● **AIM**
Render the records below as a Markdown table with the columns Row and Record line, one numbered row per line and no rows for blank lines. Leave the pictures out of the table.

● **RECORDS SHOWN**
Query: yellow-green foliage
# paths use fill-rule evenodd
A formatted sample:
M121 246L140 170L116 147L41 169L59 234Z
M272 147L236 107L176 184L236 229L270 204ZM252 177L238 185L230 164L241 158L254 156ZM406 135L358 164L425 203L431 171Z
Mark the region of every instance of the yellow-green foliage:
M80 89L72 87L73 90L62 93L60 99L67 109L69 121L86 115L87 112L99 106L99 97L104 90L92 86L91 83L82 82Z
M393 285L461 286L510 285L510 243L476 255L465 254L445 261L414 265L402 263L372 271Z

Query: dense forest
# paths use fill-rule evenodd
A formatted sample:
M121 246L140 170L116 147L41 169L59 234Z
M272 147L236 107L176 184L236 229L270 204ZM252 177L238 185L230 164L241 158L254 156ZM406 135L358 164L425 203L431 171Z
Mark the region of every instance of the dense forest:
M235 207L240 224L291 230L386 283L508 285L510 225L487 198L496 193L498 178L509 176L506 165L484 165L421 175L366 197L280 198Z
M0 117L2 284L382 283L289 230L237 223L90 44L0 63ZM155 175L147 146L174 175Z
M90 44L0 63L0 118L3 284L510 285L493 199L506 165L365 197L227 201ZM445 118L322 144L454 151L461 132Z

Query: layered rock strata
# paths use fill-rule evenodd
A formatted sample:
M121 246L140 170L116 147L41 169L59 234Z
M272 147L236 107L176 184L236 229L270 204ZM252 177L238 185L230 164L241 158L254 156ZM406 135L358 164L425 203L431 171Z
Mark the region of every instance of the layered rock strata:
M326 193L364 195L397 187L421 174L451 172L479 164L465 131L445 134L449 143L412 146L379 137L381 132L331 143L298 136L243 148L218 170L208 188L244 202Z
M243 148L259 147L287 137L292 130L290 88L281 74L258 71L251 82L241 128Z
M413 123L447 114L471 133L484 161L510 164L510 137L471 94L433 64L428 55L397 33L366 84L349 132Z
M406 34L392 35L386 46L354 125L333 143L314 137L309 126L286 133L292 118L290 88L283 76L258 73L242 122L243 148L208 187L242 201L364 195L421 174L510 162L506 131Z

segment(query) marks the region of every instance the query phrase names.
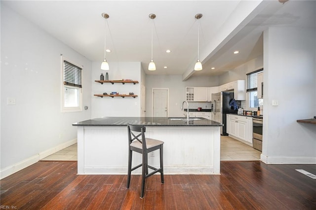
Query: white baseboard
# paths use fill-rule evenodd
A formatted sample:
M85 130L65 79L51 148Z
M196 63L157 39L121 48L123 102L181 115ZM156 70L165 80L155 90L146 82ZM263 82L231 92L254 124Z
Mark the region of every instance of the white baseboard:
M314 157L268 157L261 154L260 159L266 164L316 164Z
M77 142L77 139L74 139L67 142L65 142L65 143L59 144L55 146L55 147L51 148L50 149L47 149L47 150L40 152L39 154L40 160L41 160L42 159L49 156L49 155L54 154L54 153L58 152L58 151L65 149L65 148L67 148L69 146L71 146L72 145Z
M3 169L2 169L0 171L0 179L12 175L20 170L25 169L25 168L38 162L39 160L44 158L44 157L50 155L61 149L68 147L77 142L77 139L74 139L66 142L59 144L54 148L40 152L38 154L23 160L22 161L8 166Z

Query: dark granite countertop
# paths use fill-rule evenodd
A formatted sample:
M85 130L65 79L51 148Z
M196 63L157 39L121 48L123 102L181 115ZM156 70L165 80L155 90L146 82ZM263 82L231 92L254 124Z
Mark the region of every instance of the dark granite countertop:
M169 117L169 118L180 118ZM197 117L194 117L197 118ZM146 126L223 126L213 120L201 118L195 120L170 120L166 117L104 117L73 123L74 126L126 126L127 124Z
M187 111L187 108L184 109L184 111ZM202 109L200 111L198 111L198 109L196 108L189 108L189 112L210 112L212 111L212 109Z
M296 121L297 122L301 122L301 123L309 123L309 124L314 124L316 125L316 119L315 119L315 118L306 119L303 119L303 120L296 120Z

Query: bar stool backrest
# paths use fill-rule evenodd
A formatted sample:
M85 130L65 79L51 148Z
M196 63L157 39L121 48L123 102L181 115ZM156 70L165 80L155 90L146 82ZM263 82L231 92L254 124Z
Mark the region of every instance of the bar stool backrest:
M143 125L128 124L127 125L127 130L128 131L128 145L130 144L133 141L136 140L142 144L143 149L146 149L146 141L145 137L146 127Z

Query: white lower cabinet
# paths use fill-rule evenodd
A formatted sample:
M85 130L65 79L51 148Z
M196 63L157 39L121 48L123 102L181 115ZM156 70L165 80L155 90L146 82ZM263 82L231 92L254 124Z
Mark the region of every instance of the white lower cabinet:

● **REPLY**
| Row | Record line |
|---|---|
| 1 | Query: yellow-green foliage |
| 2 | # paths use fill-rule evenodd |
| 3 | A formatted sample: |
| 4 | M121 246L140 170L116 147L41 169L59 234Z |
| 5 | M272 147L236 107L176 184L236 229L270 204ZM252 177L238 185L230 164L241 158L254 156ZM406 135L358 164L425 203L431 171Z |
| 6 | Mark the region of every instance of the yellow-green foliage: |
| 7 | M80 89L72 87L73 90L62 93L60 99L67 109L69 121L86 115L87 112L99 106L99 97L104 90L92 86L91 83L82 82Z |
| 8 | M393 285L461 286L510 285L510 243L476 255L465 254L445 261L414 265L402 263L372 271Z |
| 9 | Query: dense forest |
| 10 | # paths use fill-rule evenodd |
| 11 | A formatted sample: |
| 12 | M121 246L140 170L116 147L41 169L59 234Z |
| 13 | M272 147L236 107L176 184L236 229L270 204ZM252 177L238 185L230 164L241 158L254 156ZM406 135L358 164L425 203L431 171Z |
| 14 | Mark the region of every instance of the dense forest: |
| 15 | M235 207L240 224L291 230L386 283L508 285L510 225L487 198L496 193L498 178L509 176L506 165L484 165L421 175L366 197L280 198Z |
| 16 | M0 117L2 284L382 283L289 230L237 223L90 44L0 63ZM155 175L147 146L174 175Z |
| 17 | M90 44L0 63L0 118L3 284L510 285L493 199L506 165L365 197L227 201ZM445 118L322 144L454 151L461 132Z |
| 18 | Query: layered rock strata |
| 19 | # paths use fill-rule evenodd |
| 20 | A formatted sample: |
| 21 | M121 246L140 170L116 147L41 169L59 234Z |
| 22 | M272 147L236 107L176 184L236 229L270 204ZM252 177L238 185L230 164L241 158L254 156ZM406 135L358 164L425 203L431 171Z |
| 23 | Mark the region of every instance of the layered rock strata: |
| 24 | M326 193L364 195L397 187L421 174L451 172L479 164L465 131L445 134L449 143L412 146L379 137L381 132L331 143L298 136L243 148L218 170L208 188L244 202Z |
| 25 | M243 148L259 147L287 137L292 130L290 88L281 74L258 71L251 82L241 128Z |
| 26 | M413 123L447 114L471 133L484 161L510 164L510 137L471 94L433 64L428 55L397 33L366 84L349 132Z |
| 27 | M406 34L392 35L386 46L354 125L333 143L314 137L309 126L286 133L292 118L290 88L283 76L258 73L242 122L243 148L208 187L242 201L364 195L421 174L510 162L506 131Z |
| 28 | segment(query) marks the region of every instance the query phrase names. |
| 29 | Query: white baseboard |
| 30 | # paths use fill-rule evenodd |
| 31 | A formatted sample: |
| 32 | M85 130L65 79L51 148Z |
| 33 | M196 63L157 39L121 48L123 102L181 115ZM156 70L165 80L155 90L146 82ZM263 82L231 92L254 124Z |
| 34 | Mark the region of every instance of the white baseboard: |
| 35 | M314 157L268 157L261 154L260 159L266 164L316 164Z |
| 36 | M77 142L77 139L74 139L67 142L65 142L65 143L59 144L55 146L55 147L51 148L50 149L47 149L47 150L40 152L39 154L40 160L41 160L42 159L49 156L49 155L54 154L54 153L58 152L58 151L65 149L65 148L67 148L69 146L71 146L72 145Z |
| 37 | M3 169L2 169L0 171L0 179L12 175L20 170L25 169L25 168L38 162L39 160L44 158L44 157L50 155L61 149L68 147L77 142L77 139L74 139L66 142L59 144L54 148L40 152L38 154L23 160L22 161L8 166Z |
| 38 | Query: dark granite countertop |
| 39 | # paths use fill-rule evenodd |
| 40 | A formatted sample: |
| 41 | M85 130L65 79L51 148Z |
| 42 | M196 63L157 39L121 48L123 102L181 115ZM156 70L165 80L155 90L146 82ZM263 82L231 92L254 124Z |
| 43 | Mark the region of every instance of the dark granite countertop: |
| 44 | M169 117L169 118L180 118ZM197 117L194 117L197 118ZM146 126L223 126L213 120L201 118L195 120L170 120L166 117L104 117L73 123L74 126L126 126L127 124Z |
| 45 | M187 111L187 108L184 109L184 111ZM202 109L200 111L198 111L198 109L196 108L189 108L189 112L210 112L212 111L212 109Z |
| 46 | M296 121L297 122L301 122L301 123L309 123L309 124L314 124L316 125L316 119L315 119L315 118L306 119L303 119L303 120L296 120Z |
| 47 | Query: bar stool backrest |
| 48 | # paths use fill-rule evenodd |
| 49 | A formatted sample: |
| 50 | M85 130L65 79L51 148Z |
| 51 | M196 63L157 39L121 48L123 102L181 115ZM156 70L165 80L155 90L146 82ZM263 82L231 92L254 124Z |
| 52 | Mark the region of every instance of the bar stool backrest: |
| 53 | M143 125L128 124L127 125L127 130L128 131L128 145L130 144L133 141L136 140L142 144L143 149L146 149L146 141L145 137L146 127Z |
| 54 | Query: white lower cabinet |
| 55 | # paths use fill-rule evenodd |
| 56 | A formatted sample: |
| 57 | M85 130L65 79L51 148Z |
| 58 | M196 63L157 39L121 48L123 102L181 115ZM156 70L165 80L155 90L146 82ZM263 82L231 92L254 124Z |
| 59 | Mark the region of every instance of the white lower cabinet: |